## STUDY TEXT
**********
Supporters of North America's first and only legal injection drug site argued before Canada's Supreme Court on Thursday that the facility saves lives and should remain open.
Defenders of the taxpayer-funded site, located in a seedy, drug-infested district of Vancouver, British Columbia, said it is providing a form of health care which is a provincial matter under Canada's constitution. The Conservative government counters federal law banning heroin trumps provincial rights.
The nine justices of the Supreme Court reserved their decision.
The site operated under a special exemption from the former Liberal government that has since expired, but lower court rulings have allowed it to remain open.
Insite, as the Vancouver center is called, is the only facility of its kind in Canada. More could open if the top court agrees Insite is legal.
"Insite is a life-raft for the people in the downtown eastside," said Joseph Arvay, a lawyer for PHS Community Services Society, which operates the facility with the Vancouver Coastal Health Authority.
"A life-raft in a sea of misery."
Insite receives more than 800 visitors a day on average and has supervised more than a million injections since it opened in 2003, and none has caused a death, according to Insite supervisor Russ Maynard.
Addicts are given clean needles and sterilized water in which to mix their drug. They bring their own drugs and inject at 12 stainless steel alcoves with mirrors on the walls so nurses on a raised platform can see them.
The storefront facility sits in Downtown Eastside, 15 blocks of cheap rooming houses where addiction and street prostitution are rampant and an estimated 5,000 of the area's 12,000 population are believed to be addicts.
Julio Montaner, president of the International AIDS Society, an association of professionals in the AIDS field, has said the area's AIDS rate is the worst in the developed world, and can be designated an epidemic. Montaner, a Canadian, accuses his government of ignoring scientific research and sabotaging a health initiative for society's weakest citizens.
When Insite opened, the Bush administration's drug czar, John Walters, called it "state-sponsored suicide," and after a Conservative government was elected in Canada in 2006, it moved to close the site.
But Federal lawyer Robert Frater told the court Thursday that no decision has been reached on whether to extend its exemption from federal drug laws.
"The decision to grant or not to grant the exemption has not been made," he said.
Arvay said there's no question the Conservative government will terminate the exemption and called it "completely disingenuous" for the government to say that they might grant an exemption.
In 2008 the then federal health minister, Tony Clement, told the Canadian Medical Association that the Conservative government opposed Insite because "injections are not medicine and they do not heal."
**********
Stored items from a collection:
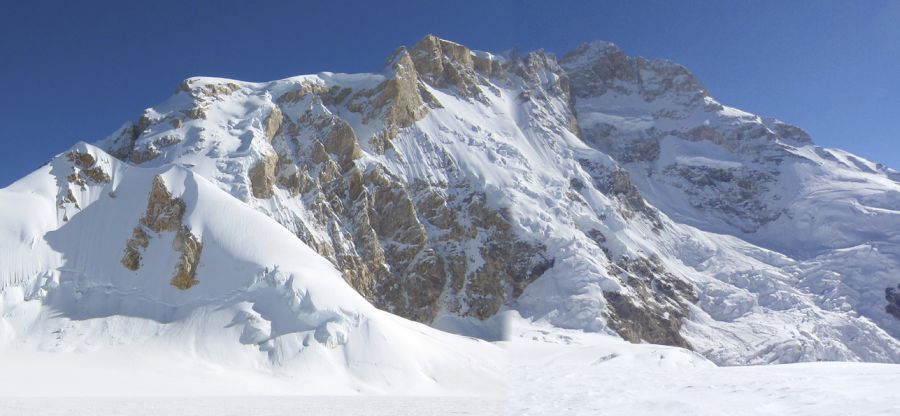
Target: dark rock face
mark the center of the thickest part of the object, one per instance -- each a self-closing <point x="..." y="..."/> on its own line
<point x="892" y="295"/>
<point x="654" y="305"/>
<point x="738" y="195"/>
<point x="165" y="214"/>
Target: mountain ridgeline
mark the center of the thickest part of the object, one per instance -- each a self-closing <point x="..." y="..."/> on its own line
<point x="596" y="191"/>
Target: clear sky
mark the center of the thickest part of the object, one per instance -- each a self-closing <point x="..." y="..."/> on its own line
<point x="77" y="70"/>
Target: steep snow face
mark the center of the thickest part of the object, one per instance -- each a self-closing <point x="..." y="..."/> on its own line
<point x="726" y="171"/>
<point x="246" y="292"/>
<point x="601" y="192"/>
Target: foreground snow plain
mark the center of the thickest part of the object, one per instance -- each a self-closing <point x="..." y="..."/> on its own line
<point x="551" y="372"/>
<point x="555" y="372"/>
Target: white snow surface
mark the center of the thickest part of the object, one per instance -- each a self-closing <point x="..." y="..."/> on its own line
<point x="575" y="373"/>
<point x="267" y="310"/>
<point x="807" y="284"/>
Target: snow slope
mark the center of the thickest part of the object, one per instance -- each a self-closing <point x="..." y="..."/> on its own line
<point x="263" y="304"/>
<point x="573" y="373"/>
<point x="284" y="226"/>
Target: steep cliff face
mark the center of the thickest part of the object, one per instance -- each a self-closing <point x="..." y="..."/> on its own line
<point x="599" y="191"/>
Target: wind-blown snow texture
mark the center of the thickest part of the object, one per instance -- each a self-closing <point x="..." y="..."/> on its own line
<point x="259" y="223"/>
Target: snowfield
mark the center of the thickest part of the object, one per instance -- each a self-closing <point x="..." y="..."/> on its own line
<point x="573" y="373"/>
<point x="462" y="233"/>
<point x="253" y="405"/>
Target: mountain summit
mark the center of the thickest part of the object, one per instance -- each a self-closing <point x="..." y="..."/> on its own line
**********
## BRIEF
Answer these questions using the article on the Vancouver injection site.
1. In what year did Insite open?
2. At how many stainless steel alcoves do visitors inject?
3. Who was the federal health minister in 2008?

## TASK SOLUTION
1. 2003
2. 12
3. Tony Clement